EXTRACT —
Islamic banking in non-Muslim countries

The modern commercial banking system in nearly all countries of the world is mainly evolved from and modelled on the practices in Europe, especially that in the United Kingdom. The philosophical roots of this system revolves around the basic principles of capital certainty for depositors and certainty as to the rate of return on deposits. In order to enforce these principles for the sake of the depositors and to ensure the smooth functioning of the banking system Central Banks have been vested with powers of supervision and control. All banks have to submit to the Central Bank rules. Islamic banks which wish to operate in non-Muslim countries have some difficulties in complying with these rules. We will examine below the salient features.32
4.4.1 Certainty of capital and return
While the conventional banks guarantee the capital and rate of return, the Islamic banking system, working on the principle of profit and loss sharing, cannot, by definition, guarantee any fixed rate of return on deposits. Many Islamic banks do not guarantee the capital either, because if there is a loss it has to be deducted from the capital. Thus the basic difference lies in the very roots of the two systems. Consequently countries working under conventional laws are unable to grant permission to institutions which wish to operate under the PLS scheme to functions as commercial banks. Two official comments, one from the UK an the other from the USA suffice to illustrate this.
Sir Leigh Pemberton, the Governor of the Bank of England, told the Arab Bankers’ Association in London that:33
    • It is important not to risk misleading and confusing the general public by allowing two essentially different banking systems to operate in parallel;
    • A central feature of the banking system of the United Kingdom as enshrined in the legal framework is capital certainty for depositors. It is the most important feature which distinguished the banking sector from the other segments of the financial system;
    • Islamic banking is a perfectly acceptable mode of financing but it does not fall within the definition of what constitutes banking in the UK;
    • The Bank of England is not legally able to authorise under the Banking Act, an institution which does not take deposits as defined under that Act;
    • The Islamic facilities might be provided within other areas of the financial system without using a banking name.
In the United States, Mr Charles Schotte, the US Treasury Department specialist in regulatory issues has remarked:34
There has never been an application for an Islamic establishment to set up either as a bank or as anything else. So there is no precedent to guide us. Any institution that wishes to use the word ‘bank’ in its title has to guarantee at least a zero rate of interest -- and even that might contravene Islamic laws.

THE REQUEST —
Proceed with the passage above on Islamic banking in non-Muslim countries, continuing from its last sentence.

ENTRIES SHOWN —
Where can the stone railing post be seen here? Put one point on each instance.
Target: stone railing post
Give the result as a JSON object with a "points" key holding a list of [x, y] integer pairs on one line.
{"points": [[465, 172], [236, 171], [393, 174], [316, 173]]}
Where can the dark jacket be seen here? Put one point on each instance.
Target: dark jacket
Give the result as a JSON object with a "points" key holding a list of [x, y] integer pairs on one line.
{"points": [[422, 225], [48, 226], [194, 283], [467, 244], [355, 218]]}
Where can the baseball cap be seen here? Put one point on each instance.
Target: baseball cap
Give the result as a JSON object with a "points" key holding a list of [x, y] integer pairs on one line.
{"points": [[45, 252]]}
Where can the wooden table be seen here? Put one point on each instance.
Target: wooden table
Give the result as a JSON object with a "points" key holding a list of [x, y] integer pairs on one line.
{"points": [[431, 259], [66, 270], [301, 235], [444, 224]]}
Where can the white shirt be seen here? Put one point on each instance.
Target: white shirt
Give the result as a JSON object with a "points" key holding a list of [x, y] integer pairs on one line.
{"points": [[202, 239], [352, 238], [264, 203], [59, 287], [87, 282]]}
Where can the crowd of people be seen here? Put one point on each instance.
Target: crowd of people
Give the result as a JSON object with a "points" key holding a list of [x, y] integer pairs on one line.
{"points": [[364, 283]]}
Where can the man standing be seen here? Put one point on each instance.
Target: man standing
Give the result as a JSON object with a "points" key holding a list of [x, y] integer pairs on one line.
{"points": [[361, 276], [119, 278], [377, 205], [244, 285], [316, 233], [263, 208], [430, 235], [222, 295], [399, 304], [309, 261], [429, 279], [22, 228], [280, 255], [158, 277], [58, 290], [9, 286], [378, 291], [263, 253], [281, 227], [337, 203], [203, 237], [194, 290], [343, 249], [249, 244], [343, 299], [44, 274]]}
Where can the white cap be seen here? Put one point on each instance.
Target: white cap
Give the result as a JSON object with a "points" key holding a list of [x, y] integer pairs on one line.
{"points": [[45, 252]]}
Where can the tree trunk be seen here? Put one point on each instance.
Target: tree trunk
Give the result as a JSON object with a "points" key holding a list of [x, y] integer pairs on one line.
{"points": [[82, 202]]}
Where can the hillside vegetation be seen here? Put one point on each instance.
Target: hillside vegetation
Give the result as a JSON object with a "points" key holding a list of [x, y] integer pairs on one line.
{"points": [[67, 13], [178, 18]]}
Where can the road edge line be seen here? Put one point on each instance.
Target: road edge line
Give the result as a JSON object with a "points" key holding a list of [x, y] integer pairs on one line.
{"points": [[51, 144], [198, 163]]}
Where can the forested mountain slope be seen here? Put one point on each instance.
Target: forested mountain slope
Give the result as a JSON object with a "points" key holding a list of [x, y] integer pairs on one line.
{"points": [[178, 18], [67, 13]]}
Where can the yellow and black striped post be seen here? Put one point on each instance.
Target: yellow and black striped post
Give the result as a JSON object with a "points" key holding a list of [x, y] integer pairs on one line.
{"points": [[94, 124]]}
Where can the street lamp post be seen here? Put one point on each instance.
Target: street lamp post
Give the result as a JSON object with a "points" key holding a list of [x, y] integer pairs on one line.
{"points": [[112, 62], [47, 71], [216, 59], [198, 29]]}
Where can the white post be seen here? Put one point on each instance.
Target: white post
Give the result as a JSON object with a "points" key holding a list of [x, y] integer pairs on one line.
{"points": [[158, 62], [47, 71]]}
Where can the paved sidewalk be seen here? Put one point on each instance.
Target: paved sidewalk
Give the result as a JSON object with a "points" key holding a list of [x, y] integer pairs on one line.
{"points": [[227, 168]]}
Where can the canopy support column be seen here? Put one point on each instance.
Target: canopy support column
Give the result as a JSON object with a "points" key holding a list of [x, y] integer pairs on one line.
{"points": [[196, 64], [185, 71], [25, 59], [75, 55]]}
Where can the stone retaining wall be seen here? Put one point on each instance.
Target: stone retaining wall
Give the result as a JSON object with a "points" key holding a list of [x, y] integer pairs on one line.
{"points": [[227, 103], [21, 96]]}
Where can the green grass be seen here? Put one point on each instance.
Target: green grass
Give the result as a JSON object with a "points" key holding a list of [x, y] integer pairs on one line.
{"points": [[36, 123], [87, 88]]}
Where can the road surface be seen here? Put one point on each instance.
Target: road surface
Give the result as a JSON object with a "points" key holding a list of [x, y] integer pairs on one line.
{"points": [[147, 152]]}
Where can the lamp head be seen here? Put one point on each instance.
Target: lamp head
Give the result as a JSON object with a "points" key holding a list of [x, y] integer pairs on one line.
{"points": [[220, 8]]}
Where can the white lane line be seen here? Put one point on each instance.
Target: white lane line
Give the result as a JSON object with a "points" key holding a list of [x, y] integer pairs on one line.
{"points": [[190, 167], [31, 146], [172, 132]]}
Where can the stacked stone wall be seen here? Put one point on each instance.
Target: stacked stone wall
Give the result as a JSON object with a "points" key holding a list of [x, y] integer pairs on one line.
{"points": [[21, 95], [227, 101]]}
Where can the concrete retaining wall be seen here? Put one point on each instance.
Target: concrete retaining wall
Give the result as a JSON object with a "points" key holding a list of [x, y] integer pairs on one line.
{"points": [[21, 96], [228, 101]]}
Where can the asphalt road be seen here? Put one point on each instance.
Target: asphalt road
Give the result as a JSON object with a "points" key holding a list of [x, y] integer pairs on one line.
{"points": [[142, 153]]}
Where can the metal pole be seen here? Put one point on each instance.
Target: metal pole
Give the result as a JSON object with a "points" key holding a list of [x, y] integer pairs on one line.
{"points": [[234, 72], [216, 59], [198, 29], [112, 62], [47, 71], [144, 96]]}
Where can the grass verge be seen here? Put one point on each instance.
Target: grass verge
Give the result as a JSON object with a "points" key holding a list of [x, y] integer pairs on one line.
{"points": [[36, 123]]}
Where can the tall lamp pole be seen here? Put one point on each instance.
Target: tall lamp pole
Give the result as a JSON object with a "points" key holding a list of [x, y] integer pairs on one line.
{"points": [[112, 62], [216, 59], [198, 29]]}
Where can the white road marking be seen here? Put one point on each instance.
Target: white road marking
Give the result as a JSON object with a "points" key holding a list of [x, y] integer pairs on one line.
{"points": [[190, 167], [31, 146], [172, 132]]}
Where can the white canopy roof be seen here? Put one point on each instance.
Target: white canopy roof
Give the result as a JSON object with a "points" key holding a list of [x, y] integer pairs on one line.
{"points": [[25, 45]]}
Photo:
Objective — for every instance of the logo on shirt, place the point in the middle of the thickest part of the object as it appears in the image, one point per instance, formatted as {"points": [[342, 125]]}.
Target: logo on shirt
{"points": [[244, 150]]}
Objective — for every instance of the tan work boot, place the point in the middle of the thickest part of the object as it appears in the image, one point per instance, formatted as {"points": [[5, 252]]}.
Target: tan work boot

THE OUTPUT —
4.4.2 Supervision and control
Besides these, there are other concerns as well. One is the Central Bank supervision and control. This mainly relates to liquidity requirements and adequacy of capital. These in turn depend on an assessment of the value of assets of the Islamic banks. A financial advisor has this to say:35
The bank of England, under the 1979 Act, would have great difficulty in putting a value on the assets of an Islamic institution which wanted to operate as a bank in the UK. The traditional banking system has much of its assets in fixed interest instruments and it is comparatively easy to value that. For example, if they are British Government instruments they will have a quoted market value; and there are recognised methods for valuing traditional banking assets when they become non-productive. But it is very difficult indeed to value an Islamic asset such as a share in a joint venture; and the Bank of England would have to send a team of experienced accountants into every Islamic bank operating in the UK as a bank under the 1979 Act, to try to put a proper and cautious value on its assets.
Another financial analyst states:36
Even if a method could be found for assessing the risks to calculate the capital necessary, little comfort could be taken from the profitability which is usually relied upon to cover day-to-day losses arising from the bank’s business, because a substantial part of an Islamic bank’s portfolio is venture capital without any guaranteed return.
It is evident then that even if there is a desire to accommodate the Islamic system, the new procedures that need be developed and the modifications that need be made to existing procedures are so large that the chances of such accommodation in a cautious sector such as banking is very remote indeed. Any relaxation of strict supervision is precluded because should an Islamic bank fail it would undermine the confidence in the whole financial system, with which it is inevitably identified. As Suratgar puts it:37
There could be potential dangers for the international system, where the failure of such an institution could bring with it the failure of other associated institutions, or of all the Western banking institutions which come closely tied to with such an operation.
The question has engaged the attention of Central Banks in Muslim countries as well. But reliable satisfactory methods are still to developed.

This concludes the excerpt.